<<<<

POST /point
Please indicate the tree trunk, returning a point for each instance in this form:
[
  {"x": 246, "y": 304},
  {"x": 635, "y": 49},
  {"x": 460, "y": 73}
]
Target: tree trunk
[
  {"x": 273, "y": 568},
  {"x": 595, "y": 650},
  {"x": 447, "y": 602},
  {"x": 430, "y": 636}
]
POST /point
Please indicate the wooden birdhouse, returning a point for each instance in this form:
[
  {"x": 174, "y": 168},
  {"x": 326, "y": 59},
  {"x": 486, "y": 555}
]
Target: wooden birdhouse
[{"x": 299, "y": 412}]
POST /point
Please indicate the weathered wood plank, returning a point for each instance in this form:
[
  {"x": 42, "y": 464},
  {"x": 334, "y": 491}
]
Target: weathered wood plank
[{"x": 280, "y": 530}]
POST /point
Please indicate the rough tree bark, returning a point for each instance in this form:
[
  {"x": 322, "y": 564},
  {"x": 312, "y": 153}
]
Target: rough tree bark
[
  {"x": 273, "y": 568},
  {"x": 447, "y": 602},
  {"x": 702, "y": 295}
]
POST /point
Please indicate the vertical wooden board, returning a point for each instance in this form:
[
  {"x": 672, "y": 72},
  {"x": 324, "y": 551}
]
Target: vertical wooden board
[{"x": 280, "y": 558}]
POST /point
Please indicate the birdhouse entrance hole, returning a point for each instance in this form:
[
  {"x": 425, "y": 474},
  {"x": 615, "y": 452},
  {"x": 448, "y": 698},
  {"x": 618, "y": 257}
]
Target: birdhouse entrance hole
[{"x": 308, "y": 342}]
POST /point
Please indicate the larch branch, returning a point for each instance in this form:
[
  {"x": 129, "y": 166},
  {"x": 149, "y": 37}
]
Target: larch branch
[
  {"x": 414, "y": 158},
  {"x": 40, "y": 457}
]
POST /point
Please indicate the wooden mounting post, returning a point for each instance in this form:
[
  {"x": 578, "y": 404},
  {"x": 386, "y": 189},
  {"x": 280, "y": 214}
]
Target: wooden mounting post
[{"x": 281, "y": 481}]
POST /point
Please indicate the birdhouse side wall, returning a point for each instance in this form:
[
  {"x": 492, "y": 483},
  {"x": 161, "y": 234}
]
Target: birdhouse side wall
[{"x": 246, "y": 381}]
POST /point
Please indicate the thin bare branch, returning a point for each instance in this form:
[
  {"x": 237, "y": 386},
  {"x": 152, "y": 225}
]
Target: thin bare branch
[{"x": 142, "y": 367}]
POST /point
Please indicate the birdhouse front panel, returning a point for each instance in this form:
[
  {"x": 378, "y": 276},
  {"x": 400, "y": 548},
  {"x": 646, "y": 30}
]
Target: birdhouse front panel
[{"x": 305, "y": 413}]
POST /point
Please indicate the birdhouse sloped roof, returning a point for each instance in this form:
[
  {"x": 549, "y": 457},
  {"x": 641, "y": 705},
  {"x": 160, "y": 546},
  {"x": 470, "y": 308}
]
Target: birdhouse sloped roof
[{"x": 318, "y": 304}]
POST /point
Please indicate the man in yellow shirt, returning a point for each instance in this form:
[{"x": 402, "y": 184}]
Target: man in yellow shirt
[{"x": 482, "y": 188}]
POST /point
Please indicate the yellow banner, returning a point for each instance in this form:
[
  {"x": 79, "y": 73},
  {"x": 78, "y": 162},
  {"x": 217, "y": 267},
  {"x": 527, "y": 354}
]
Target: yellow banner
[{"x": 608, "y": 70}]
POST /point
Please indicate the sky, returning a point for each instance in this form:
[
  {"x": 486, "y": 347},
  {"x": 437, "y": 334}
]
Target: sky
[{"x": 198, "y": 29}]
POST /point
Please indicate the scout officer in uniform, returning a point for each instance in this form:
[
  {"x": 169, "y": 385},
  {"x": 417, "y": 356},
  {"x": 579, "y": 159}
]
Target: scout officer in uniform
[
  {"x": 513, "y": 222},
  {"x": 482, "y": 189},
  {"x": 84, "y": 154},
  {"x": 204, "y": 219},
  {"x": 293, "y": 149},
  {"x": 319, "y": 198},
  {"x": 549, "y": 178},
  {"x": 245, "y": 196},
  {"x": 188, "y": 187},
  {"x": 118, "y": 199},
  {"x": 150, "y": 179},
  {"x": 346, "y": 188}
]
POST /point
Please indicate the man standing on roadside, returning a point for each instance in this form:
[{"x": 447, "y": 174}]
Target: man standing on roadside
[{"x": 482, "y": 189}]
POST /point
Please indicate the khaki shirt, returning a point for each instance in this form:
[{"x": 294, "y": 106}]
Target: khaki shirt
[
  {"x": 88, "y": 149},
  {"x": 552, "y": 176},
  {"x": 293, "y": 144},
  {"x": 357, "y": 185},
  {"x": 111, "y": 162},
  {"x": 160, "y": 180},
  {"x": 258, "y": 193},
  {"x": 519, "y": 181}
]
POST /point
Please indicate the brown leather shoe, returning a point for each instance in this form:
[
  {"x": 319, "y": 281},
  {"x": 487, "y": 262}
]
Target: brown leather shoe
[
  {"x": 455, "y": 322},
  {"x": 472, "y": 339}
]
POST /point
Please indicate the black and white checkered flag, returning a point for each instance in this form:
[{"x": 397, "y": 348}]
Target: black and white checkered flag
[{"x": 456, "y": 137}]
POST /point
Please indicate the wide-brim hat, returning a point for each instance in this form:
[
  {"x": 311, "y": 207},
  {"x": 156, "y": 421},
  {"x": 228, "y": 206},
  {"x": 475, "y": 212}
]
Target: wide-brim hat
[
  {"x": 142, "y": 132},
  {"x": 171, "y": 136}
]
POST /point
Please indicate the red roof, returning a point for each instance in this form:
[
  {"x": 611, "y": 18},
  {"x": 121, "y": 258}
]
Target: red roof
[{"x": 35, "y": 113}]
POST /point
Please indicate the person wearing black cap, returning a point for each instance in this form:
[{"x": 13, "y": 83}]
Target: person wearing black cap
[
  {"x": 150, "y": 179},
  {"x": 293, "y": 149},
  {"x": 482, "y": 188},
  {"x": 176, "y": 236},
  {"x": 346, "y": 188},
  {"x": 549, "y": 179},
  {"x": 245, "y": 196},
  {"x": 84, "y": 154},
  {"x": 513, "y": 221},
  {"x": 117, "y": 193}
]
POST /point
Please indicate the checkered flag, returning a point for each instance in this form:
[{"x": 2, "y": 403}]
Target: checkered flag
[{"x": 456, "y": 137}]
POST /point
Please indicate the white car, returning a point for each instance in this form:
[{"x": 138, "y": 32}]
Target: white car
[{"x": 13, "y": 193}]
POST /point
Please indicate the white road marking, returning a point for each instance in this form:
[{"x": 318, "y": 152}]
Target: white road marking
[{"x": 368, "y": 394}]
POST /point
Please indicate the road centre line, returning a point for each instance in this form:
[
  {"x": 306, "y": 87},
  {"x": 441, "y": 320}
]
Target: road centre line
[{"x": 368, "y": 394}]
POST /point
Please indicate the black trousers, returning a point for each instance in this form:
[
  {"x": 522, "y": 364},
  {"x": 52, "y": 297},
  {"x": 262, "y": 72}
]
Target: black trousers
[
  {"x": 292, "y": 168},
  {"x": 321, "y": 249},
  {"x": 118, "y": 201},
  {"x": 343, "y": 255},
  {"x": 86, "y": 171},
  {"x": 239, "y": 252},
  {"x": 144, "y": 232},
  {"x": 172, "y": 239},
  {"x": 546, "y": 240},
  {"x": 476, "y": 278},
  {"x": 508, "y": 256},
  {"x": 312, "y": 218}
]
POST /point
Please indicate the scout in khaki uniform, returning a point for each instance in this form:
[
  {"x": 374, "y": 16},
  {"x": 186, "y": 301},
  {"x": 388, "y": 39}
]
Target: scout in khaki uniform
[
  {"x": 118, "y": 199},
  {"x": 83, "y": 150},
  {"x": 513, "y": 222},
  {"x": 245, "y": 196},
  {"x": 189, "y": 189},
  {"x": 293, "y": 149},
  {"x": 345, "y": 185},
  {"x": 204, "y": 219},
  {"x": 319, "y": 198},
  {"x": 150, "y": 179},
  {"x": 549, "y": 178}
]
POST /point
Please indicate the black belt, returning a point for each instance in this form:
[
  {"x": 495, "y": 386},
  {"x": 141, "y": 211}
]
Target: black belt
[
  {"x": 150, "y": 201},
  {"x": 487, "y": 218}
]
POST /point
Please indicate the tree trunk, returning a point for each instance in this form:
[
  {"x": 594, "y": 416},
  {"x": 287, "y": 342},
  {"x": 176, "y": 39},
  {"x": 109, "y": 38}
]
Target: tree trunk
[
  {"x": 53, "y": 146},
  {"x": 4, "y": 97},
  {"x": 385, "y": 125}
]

>>>>

## Stated exercise
Gather each line of the entries above that contains the string "wide", where uppercase and lowercase letters count as different.

## In response
Please indicate the wide-brim hat, returning a point for each instance in this form:
Target: wide-brim hat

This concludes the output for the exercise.